Given instruction
Repeat the part of the items below that opens with the line containing "Tag the black" and runs through the end of the items, keeping every line exactly as it is.

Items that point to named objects
--

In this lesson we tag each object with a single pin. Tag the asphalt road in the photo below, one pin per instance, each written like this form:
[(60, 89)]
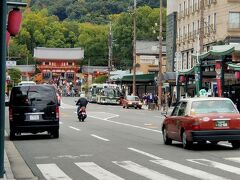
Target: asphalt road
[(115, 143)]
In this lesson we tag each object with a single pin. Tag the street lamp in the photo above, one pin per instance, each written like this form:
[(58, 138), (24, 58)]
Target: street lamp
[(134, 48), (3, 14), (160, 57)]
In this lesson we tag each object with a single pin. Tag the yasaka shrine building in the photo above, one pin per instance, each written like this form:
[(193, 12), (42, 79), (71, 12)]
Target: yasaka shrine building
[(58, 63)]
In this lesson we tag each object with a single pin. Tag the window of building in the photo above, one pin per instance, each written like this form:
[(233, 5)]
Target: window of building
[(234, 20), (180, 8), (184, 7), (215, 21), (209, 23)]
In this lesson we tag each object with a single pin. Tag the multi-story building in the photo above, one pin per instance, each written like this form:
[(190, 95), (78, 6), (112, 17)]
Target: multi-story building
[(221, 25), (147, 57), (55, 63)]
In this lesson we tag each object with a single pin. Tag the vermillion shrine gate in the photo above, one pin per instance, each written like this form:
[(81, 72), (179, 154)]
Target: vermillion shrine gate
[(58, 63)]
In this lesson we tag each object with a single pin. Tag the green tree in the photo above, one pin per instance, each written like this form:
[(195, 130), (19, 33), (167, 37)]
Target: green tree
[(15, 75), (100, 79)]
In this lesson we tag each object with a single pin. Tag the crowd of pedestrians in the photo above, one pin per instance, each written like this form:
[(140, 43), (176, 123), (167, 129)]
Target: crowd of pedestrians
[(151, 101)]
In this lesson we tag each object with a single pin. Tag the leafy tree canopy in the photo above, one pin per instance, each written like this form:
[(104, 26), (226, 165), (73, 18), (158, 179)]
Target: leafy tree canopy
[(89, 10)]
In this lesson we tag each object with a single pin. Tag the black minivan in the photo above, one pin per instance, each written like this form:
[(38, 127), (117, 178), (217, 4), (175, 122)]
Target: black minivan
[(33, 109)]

--

Result below
In this lesson we tag each object with a single pin. Tag the black minivan in the photo above, one pin per instance, each written like this form:
[(38, 127), (117, 178), (217, 4), (175, 122)]
Target: black minivan
[(33, 109)]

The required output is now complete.